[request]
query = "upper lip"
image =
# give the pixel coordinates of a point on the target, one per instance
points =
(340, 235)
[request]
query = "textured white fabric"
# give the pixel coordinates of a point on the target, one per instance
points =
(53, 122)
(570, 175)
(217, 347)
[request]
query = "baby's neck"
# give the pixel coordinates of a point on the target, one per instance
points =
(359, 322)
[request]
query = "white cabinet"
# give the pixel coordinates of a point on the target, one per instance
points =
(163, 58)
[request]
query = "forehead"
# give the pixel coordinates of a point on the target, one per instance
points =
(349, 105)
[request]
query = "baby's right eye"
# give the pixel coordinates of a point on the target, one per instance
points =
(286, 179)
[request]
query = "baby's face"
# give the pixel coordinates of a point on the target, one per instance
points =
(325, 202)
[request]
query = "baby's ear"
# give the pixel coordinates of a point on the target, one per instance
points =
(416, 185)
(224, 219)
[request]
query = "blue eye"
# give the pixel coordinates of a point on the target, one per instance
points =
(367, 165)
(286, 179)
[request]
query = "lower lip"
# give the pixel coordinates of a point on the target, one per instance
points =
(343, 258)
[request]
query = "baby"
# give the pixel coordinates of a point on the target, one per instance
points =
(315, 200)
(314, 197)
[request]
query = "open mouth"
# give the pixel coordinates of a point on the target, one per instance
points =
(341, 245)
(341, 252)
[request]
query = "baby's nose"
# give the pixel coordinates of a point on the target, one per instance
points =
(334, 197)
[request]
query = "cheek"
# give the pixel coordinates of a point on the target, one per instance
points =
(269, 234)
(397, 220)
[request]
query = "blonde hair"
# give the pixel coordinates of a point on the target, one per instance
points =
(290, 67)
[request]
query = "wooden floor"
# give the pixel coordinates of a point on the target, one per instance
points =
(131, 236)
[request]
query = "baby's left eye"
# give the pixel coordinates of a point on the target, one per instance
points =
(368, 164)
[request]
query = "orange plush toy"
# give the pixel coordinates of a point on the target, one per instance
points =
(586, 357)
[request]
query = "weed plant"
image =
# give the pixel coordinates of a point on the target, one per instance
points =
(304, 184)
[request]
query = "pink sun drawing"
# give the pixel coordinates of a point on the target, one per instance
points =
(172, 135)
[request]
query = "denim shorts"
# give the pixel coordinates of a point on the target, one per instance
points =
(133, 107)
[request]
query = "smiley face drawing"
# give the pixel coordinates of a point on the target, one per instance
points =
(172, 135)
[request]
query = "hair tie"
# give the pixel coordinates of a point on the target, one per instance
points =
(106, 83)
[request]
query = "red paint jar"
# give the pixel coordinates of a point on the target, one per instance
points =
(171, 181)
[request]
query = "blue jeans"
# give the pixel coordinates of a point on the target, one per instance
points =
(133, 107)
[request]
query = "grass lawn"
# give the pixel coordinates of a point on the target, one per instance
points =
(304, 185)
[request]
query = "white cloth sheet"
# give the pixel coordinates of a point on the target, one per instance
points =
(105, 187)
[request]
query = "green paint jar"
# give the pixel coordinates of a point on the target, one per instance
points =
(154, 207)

====

PROBLEM: From the entries above, pull out every line that contains the string "baby" and list those lines in their original order.

THE RESPONSE:
query = "baby's neck"
query = "baby's right eye"
query = "baby's face"
query = "baby's ear"
query = "baby"
query = "baby's nose"
query = "baby's left eye"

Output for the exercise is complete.